By completing a Booking Form, you agree to comply with and be legally bound by the terms and conditions of this Agreement. This Agreement commences when you pay the invoice and continues until the Services are delivered, unless terminated earlier in accordance with clause 13.
3.2 About this Agreement
Throughout this Agreement we use some capitalised words and phrases, like the word Agreement. These capitalised words and phrases are defined in clause 16. They aid to clarify the terms and conditions. Please feel free to email us at email@example.com if you have any questions regarding this Agreement.
4. Our rights and responsibilities
We will provide the Services and deliver the Deliverables to you:
(a) in accordance with the terms and conditions of this Agreement and as set out in the Package;
(b) diligently, ethically, soberly and honestly; and
(c) in compliance with all relevant laws including State and Federal laws and local government laws and regulations.
Service will be provided during the times and at the location specified in the Package or as otherwise agreed in writing between the parties.
4.2 Right to sub-contract
We may appoint a Representative to provide all or part of the Services without notifying you. Any such Representative we appoint will be bound by the same obligations as us.
5. Your responsibilities
You agree that while attending any session with us, you will conduct yourself and deal with our Representatives and other participants in a professional business-like manner and where you do not you may be required to leave or we may cease providing the services to you.
You must not use any Deliverables, the Services or any of our Intellectual Property to develop services which compete with ours and must not use any of our Intellectual Property for any purpose other than the Permitted Purpose.
6. Re-scheduling and Force Majeure
We may reschedule or alter the location of any events including by moving events online or, where applicable, making recordings of the events and distributing them to participants who cannot attend.
Unless otherwise agreed in advance, if you do not attend our events, workshops or one on one consultations, those services will not be re-supplied.
6.2 Force Majeure Event
If a party is affected by a Force Majeure Event, they must immediately notify the other party of the circumstances. The parties’ obligations under this Agreement, other than an obligation to pay the Fees, are suspended for the duration of and to the extent that they are affected by the Force Majeure. However, either party may end this Agreement if the Force Majeure continues to affect the rights and obligations of parties, under this Agreement, for more than 60 days.
We may provide a range of payment options for our Packages. Payment options may include discounted prices or payment plans made available at our sole and absolute discretion.
Subject to any Non-Excludable Conditions, we do not provide refunds once we enter into this Agreement with you.
You must pay the Fees in accordance with the Payment Terms. Unless expressly stated otherwise in this Agreement all amounts referred to are GST exclusive.
8. Warranties and Responsibilities
8.1 Warranties as to capacity
Each party represents and warrants to the other: it has full power and authority to execute this Agreement and observe and perform all of its obligations herein; it is not aware of any thing, matter or circumstance which may prevent it from fulfilling its obligations under this Agreement; and it is not insolvent and no receiver, receiver and manager, provisional liquidator, liquidator or other officer of the court has been appointed in relation to all or any of its affairs or material assets.

* * *

GOAL:
Update the service agreement text between "You must pay" and "are GST exclusive.", inclusive, so that "GST exclusive" reads "GST inclusive". The listing here comes from a separate source.

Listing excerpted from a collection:

* * *

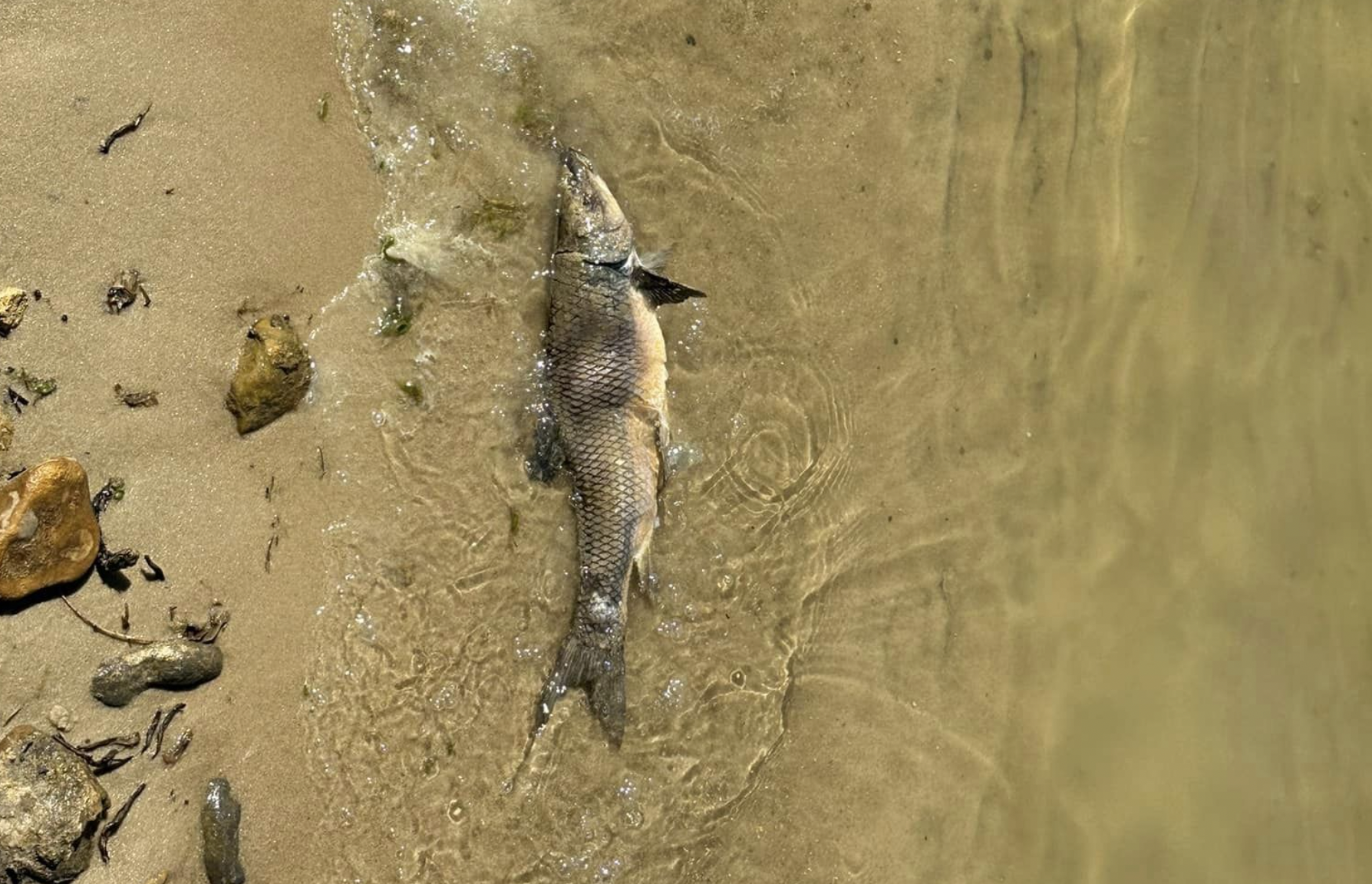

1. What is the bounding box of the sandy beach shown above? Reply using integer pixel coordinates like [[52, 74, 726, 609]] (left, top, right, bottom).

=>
[[0, 0, 1372, 884], [0, 2, 380, 884]]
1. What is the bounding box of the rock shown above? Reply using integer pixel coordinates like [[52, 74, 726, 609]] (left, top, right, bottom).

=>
[[0, 724, 110, 882], [48, 705, 75, 731], [223, 315, 314, 435], [91, 638, 223, 705], [200, 777, 247, 884], [0, 457, 101, 599], [0, 289, 29, 338]]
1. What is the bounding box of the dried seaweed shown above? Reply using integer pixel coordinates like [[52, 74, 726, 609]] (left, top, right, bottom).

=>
[[91, 479, 124, 519], [152, 703, 185, 757], [52, 733, 140, 777], [59, 595, 153, 645], [96, 783, 148, 862], [162, 727, 195, 767], [167, 602, 229, 645], [139, 555, 167, 583]]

* * *

RESULT BELOW:
You must pay the Fees in accordance with the Payment Terms. Unless expressly stated otherwise in this Agreement all amounts referred to are GST inclusive.